* Page extract:

·····

Distributed Computing harnesses the idle processing cycles of the available workstations on the network and makes them available for participating in computationally intensive problems that would otherwise require a supercomputer or a dedicated cluster of computers.
A distributed computing application is divided into smaller, independent computing tasks, which are then distributed to the workstations to be processed in parallel. Results are sent back to the server, where they are collected. The more PCs in a network, the more processors available to process applications in parallel, and the faster the application can be executed. A network of a few thousand PCs can process applications that otherwise can be run only on fast and expensive supercomputers. This kind of computing can transform a local network of workstations into a virtual supercomputer.
Several public systems for distributed computing have appeared . Most of these systems however are either focused on some specific problems, require dedicated hardware, or are proprietary, offering very little flexibility to developers.
Distributed.net  is a very large network of users all over the world, using their computers' idle processing cycles to run computational challenge projects, which require a lot of computing power. Examples of projects are RC5-64 secret-key, DES or CS-Cipher challenges. Another similar project is Seti@home, , a scientific experiment that uses Internet- connected computers in the Search for Extraterrestrial Intelligence (SETI), by analyzing radio telescope data. The user installs a small, problem specific client program, which is either in the form of an executable or a screen saver. This program connects to the project's server and downloads a set of data for analysis. The result is later uploaded to the server. Both systems focus on very specific problems, and the unavailability of source code makes them difficult, if not impossible to use for our research projects.
Entropia  is a similar, but commercial version of distributed computing over the Internet. It offers a robust technology and assistance with expertise in a seamless integration into existing network environments and in a deployment of custom applications. However, many of our academic research projects cannot afford extra costs. Just opposite, we prefer the flexibility of free open-source projects that suit better our research work. An efficient commercial management and planning might be a good option for simple commercial applications, but it is almost impossible in dynamic research projects.

·····

* Supplied entries:
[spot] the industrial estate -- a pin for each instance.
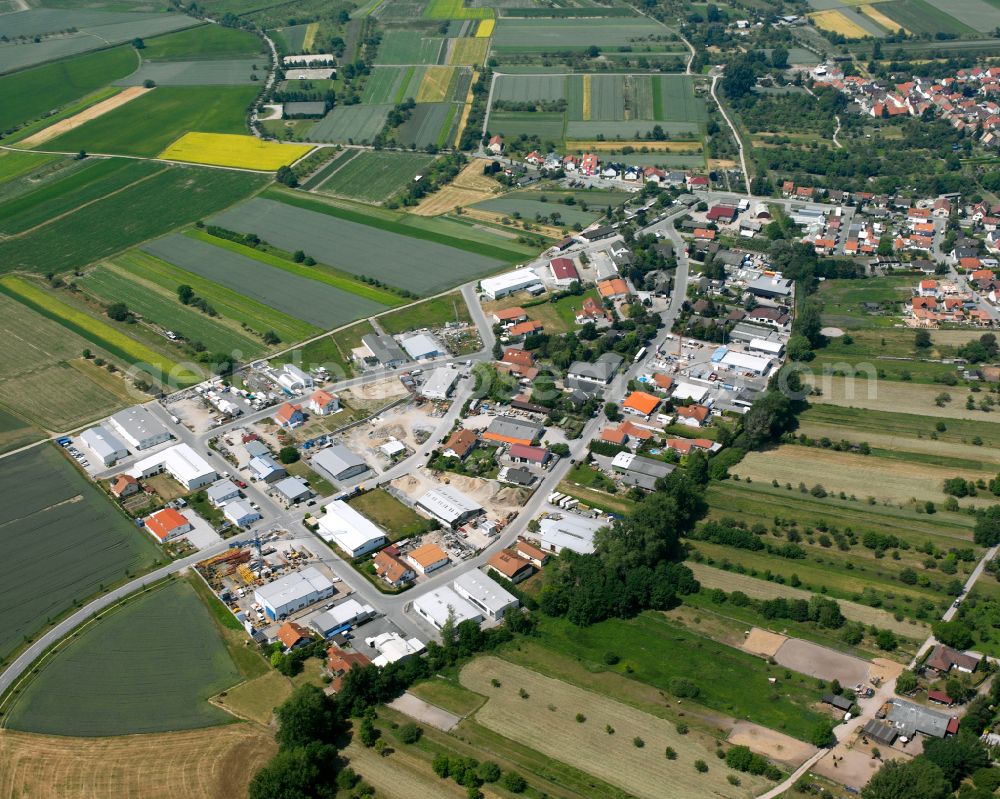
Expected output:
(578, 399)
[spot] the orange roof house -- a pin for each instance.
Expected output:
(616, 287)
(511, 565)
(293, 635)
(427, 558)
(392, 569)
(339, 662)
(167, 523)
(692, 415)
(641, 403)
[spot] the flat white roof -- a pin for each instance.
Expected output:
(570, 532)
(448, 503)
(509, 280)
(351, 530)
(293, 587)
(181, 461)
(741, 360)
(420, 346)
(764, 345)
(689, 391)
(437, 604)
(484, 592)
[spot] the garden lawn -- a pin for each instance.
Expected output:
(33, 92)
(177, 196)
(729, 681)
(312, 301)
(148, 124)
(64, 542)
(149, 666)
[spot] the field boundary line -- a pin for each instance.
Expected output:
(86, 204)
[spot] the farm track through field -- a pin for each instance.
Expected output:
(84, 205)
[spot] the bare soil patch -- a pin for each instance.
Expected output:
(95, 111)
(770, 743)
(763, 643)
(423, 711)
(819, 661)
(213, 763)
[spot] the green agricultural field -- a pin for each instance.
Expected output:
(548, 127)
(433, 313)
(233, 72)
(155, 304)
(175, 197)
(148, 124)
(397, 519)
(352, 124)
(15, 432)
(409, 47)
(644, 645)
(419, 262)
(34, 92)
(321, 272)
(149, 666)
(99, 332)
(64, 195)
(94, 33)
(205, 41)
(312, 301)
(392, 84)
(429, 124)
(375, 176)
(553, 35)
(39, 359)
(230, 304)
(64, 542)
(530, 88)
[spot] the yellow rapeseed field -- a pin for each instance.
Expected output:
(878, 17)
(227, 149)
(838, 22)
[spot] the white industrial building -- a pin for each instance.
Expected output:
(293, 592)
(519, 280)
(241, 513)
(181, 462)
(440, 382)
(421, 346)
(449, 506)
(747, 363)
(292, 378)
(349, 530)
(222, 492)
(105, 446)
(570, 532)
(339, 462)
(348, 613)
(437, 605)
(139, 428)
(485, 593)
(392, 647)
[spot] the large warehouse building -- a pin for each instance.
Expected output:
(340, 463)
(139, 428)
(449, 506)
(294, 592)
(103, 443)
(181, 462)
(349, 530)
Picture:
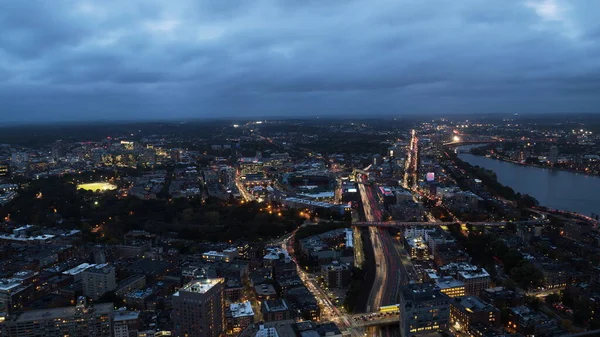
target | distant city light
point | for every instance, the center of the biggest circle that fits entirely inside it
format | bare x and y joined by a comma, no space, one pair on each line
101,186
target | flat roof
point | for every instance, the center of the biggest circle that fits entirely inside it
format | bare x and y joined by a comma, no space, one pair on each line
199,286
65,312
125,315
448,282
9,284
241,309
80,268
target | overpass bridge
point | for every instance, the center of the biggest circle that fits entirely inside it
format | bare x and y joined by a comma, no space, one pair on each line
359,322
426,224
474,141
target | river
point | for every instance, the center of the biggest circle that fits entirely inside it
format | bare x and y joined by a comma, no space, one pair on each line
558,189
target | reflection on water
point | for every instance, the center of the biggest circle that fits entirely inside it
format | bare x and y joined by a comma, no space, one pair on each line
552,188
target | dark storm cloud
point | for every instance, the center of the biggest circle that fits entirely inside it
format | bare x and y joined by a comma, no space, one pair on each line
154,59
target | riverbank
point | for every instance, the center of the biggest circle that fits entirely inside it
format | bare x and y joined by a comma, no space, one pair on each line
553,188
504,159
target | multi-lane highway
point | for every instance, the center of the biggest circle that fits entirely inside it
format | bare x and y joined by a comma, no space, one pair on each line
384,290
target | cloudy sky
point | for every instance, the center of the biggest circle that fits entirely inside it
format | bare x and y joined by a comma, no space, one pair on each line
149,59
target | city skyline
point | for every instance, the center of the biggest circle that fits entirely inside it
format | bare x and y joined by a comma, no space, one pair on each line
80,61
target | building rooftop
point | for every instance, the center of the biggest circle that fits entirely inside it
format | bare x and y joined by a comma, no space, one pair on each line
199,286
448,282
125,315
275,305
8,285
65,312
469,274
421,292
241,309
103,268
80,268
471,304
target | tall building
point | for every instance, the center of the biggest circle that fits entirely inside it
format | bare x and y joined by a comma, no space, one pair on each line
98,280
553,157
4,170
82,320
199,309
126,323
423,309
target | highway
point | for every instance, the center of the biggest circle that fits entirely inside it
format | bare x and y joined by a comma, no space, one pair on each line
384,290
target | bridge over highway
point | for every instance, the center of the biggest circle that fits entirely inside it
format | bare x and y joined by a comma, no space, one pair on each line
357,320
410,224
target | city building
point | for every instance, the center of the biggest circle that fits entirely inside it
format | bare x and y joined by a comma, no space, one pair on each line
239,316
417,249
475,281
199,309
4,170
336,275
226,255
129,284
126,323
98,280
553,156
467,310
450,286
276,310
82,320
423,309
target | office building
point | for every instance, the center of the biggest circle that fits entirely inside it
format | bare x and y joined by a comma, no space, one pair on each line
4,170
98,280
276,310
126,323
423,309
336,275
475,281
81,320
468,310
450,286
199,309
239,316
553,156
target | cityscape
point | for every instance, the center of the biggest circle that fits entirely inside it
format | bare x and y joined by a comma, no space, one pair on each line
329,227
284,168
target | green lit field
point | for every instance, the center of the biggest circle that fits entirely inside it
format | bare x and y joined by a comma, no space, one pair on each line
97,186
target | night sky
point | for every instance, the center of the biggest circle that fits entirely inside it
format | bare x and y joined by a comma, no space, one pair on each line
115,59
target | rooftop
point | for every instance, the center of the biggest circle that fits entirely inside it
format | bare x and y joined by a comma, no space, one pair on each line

·····

* What to do:
According to the distributed computing text, why are Distributed.net and Seti@home difficult to use for the research projects it mentions? Answer in one to three sentences.

* Solved exercise:
Both systems focus on very specific problems, and their source code is not available. This makes them difficult, if not impossible, to use for those research projects.